### What is being asked
Render the lines of the records from the line containing "[trace] cockpit window -> outlines" through the line containing "358L1167 530L1194 582L1242", both included, as a JSON list of strings, one string per line, with blank lines omitted.

Segmentation dataset records
--------------------------------------------------
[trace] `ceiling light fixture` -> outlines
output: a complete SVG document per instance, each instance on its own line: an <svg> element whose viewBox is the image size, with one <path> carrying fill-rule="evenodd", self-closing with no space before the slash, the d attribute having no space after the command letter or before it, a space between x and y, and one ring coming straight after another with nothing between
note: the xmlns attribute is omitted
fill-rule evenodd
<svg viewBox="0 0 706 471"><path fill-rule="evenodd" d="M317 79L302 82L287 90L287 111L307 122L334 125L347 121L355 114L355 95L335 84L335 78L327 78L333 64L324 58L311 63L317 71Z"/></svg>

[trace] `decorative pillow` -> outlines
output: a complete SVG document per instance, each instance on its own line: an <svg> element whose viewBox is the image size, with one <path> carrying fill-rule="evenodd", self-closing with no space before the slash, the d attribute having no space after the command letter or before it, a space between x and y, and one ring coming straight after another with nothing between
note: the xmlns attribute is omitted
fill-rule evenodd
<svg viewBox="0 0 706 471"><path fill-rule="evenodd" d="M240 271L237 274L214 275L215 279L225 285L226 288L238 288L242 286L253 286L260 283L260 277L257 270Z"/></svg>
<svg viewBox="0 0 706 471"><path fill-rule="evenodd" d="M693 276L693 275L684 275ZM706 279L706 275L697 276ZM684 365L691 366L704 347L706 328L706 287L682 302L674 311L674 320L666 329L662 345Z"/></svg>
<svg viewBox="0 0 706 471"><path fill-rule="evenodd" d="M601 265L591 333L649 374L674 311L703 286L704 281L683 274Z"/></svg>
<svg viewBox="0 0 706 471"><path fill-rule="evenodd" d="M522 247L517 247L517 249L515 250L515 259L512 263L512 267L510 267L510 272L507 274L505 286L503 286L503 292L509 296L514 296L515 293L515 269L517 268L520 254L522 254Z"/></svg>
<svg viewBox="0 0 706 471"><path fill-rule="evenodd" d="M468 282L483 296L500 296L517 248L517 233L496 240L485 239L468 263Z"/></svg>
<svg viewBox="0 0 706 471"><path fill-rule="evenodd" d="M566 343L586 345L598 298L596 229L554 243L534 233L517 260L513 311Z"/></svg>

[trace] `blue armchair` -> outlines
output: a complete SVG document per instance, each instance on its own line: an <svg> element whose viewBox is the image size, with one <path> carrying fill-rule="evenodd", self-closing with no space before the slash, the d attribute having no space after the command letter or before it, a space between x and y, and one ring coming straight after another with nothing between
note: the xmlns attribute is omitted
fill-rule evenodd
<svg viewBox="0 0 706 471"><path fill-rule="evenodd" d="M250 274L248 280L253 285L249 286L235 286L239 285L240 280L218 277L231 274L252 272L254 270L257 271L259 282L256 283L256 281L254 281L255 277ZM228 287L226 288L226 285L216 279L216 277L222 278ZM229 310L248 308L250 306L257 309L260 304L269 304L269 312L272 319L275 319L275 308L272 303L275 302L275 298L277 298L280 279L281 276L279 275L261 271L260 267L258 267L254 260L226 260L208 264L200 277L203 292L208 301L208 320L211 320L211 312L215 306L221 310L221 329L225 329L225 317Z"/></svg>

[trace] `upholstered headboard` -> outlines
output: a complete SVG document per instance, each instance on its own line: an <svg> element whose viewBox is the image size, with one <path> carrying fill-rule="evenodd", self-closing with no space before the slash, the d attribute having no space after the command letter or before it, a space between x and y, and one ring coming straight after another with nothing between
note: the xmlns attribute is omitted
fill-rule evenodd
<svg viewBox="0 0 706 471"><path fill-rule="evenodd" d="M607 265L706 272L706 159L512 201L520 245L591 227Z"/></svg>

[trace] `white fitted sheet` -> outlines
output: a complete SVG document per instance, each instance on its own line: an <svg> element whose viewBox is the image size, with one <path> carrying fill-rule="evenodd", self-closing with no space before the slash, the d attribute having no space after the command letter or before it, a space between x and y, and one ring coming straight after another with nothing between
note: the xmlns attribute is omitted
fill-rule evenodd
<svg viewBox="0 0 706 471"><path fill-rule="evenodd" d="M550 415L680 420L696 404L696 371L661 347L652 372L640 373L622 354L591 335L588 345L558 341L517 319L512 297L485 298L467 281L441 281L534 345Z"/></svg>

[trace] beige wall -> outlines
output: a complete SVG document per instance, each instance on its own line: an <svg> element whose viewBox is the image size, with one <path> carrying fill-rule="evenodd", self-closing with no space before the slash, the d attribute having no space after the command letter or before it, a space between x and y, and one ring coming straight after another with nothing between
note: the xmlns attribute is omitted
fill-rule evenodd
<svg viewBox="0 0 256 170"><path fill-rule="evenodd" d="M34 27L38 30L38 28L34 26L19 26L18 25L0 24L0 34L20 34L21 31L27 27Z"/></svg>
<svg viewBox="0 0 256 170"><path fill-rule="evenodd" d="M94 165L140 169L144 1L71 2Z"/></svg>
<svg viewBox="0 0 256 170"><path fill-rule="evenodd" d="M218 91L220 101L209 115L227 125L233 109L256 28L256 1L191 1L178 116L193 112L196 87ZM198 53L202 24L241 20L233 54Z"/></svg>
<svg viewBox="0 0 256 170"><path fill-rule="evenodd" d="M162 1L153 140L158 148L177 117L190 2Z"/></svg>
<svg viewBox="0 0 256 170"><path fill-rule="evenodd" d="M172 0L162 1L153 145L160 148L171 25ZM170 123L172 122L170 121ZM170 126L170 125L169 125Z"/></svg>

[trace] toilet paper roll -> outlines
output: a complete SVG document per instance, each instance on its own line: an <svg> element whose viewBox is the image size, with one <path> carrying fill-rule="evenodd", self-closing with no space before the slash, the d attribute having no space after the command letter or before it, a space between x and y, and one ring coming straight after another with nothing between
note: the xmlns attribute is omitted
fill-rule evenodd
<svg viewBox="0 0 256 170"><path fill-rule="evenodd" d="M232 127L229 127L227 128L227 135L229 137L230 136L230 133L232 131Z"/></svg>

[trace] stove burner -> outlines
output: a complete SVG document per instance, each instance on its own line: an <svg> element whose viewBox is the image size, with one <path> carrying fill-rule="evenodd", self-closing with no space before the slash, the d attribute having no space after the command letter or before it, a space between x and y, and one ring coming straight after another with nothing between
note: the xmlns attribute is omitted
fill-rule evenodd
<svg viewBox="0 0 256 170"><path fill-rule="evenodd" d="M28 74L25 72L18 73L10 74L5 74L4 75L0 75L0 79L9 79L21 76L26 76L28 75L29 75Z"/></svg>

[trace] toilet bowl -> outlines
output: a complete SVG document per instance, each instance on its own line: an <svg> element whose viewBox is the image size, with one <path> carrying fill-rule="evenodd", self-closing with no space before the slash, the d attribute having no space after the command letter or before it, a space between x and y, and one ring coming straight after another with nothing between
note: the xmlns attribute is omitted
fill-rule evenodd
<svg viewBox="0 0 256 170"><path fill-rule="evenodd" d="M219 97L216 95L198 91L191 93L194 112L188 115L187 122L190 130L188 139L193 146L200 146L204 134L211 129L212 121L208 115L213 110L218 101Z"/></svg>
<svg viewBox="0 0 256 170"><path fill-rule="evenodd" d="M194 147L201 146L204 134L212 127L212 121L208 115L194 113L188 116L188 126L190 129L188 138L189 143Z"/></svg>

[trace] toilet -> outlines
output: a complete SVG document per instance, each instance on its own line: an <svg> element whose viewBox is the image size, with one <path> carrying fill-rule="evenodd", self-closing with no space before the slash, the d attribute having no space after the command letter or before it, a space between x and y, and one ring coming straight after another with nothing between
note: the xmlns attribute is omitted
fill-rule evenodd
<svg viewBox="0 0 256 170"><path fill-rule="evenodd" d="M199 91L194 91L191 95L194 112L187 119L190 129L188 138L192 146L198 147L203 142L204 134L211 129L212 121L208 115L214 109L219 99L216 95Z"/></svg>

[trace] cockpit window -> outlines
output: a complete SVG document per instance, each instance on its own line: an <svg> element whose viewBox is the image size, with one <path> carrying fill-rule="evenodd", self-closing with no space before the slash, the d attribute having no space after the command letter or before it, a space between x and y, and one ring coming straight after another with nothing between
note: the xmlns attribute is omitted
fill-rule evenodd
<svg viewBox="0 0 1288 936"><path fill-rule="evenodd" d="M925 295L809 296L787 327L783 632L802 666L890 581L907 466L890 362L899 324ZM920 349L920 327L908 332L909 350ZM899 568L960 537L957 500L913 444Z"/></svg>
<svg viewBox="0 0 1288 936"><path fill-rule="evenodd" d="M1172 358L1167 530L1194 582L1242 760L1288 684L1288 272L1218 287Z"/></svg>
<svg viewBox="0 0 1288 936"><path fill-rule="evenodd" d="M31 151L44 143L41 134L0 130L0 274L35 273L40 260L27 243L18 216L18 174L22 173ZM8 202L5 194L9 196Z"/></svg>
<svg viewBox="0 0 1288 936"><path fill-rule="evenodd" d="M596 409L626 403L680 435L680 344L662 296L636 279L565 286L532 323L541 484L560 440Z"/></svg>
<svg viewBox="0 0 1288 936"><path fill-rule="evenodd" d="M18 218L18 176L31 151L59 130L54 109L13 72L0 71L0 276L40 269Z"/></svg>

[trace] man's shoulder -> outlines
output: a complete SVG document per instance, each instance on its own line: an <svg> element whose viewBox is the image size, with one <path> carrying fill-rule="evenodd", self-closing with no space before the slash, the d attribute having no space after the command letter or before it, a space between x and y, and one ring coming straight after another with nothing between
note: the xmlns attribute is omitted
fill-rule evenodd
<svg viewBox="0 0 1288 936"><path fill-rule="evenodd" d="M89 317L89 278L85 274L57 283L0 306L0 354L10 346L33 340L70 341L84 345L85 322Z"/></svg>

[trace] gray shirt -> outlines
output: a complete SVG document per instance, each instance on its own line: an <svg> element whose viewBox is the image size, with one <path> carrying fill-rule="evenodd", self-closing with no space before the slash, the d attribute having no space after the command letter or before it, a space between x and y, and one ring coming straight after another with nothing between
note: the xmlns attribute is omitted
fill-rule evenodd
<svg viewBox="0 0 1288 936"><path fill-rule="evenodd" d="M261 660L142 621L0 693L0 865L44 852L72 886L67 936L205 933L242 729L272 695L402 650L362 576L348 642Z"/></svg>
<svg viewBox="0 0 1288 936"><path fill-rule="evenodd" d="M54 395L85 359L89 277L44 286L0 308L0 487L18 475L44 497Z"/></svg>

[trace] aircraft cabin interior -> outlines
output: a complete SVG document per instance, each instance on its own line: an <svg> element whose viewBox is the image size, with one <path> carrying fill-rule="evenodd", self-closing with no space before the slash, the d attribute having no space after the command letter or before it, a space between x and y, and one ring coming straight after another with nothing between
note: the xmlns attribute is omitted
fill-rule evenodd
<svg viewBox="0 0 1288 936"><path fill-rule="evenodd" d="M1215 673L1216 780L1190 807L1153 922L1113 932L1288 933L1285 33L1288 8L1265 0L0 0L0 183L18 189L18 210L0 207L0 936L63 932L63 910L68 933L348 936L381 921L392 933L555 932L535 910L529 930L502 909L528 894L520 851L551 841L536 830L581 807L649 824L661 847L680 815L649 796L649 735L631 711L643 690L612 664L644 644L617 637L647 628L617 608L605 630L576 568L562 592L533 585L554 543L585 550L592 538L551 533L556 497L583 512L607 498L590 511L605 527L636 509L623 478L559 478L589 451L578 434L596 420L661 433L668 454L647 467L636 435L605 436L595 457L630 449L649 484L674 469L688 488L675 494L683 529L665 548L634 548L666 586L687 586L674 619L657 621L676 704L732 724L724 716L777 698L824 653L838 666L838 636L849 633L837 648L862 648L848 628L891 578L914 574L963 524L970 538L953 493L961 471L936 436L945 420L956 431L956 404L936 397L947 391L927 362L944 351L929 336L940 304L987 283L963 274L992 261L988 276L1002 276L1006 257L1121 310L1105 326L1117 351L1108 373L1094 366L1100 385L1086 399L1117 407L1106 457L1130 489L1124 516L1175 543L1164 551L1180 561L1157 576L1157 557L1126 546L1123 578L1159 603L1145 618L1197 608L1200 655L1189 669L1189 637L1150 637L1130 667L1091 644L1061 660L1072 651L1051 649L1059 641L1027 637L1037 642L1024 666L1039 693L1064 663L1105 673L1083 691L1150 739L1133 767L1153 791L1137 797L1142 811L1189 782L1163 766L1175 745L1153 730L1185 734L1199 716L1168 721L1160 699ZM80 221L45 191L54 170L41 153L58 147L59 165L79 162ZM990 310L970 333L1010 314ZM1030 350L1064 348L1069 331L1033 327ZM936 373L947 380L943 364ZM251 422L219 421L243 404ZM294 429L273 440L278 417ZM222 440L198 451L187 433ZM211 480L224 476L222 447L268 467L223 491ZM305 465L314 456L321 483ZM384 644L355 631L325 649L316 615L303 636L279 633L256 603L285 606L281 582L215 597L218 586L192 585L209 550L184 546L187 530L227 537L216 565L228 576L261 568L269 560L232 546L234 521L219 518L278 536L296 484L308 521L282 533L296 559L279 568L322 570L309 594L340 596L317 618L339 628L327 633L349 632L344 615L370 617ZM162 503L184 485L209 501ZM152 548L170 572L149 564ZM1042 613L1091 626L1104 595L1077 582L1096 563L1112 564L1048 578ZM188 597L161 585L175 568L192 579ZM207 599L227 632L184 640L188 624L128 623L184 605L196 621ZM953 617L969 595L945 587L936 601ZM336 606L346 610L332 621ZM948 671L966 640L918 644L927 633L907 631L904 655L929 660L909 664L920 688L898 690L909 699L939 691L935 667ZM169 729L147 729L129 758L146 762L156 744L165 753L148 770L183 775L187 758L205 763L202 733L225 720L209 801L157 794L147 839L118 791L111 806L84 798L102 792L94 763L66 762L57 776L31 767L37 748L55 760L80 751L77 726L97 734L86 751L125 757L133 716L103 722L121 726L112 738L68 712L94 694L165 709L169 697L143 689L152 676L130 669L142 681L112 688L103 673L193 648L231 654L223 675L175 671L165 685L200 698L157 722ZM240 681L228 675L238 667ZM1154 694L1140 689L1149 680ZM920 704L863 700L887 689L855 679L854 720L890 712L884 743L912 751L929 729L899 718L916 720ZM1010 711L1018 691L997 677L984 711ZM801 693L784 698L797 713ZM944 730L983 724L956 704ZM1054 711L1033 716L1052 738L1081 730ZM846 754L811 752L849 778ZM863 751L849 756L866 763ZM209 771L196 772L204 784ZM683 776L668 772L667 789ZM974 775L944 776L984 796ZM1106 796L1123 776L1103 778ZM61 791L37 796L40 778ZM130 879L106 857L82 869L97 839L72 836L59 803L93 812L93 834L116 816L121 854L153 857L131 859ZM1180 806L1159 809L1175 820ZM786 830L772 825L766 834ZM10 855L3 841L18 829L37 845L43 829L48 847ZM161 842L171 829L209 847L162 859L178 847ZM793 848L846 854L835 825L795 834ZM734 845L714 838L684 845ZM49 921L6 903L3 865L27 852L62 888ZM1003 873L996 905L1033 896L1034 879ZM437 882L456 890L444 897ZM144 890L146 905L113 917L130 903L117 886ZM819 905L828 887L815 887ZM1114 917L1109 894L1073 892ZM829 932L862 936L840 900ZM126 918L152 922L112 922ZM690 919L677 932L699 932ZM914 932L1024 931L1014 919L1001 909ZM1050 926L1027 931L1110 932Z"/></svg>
--------------------------------------------------
### Solution below
[
  "[trace] cockpit window -> outlines",
  "output: a complete SVG document per instance, each instance on its own line: an <svg> element whose viewBox is the image size, with one <path> carrying fill-rule=\"evenodd\", self-closing with no space before the slash, the d attribute having no space after the command letter or before it, a space between x and y, and one ring coming straight after another with nothing between",
  "note: the xmlns attribute is omitted",
  "fill-rule evenodd",
  "<svg viewBox=\"0 0 1288 936\"><path fill-rule=\"evenodd\" d=\"M925 295L809 296L787 327L783 632L802 666L890 581L907 466L890 362L899 324ZM920 349L920 327L908 332L909 350ZM899 568L960 537L957 500L913 444Z\"/></svg>",
  "<svg viewBox=\"0 0 1288 936\"><path fill-rule=\"evenodd\" d=\"M1172 358L1167 530L1194 582L1242 760L1288 684L1288 272L1218 287Z\"/></svg>"
]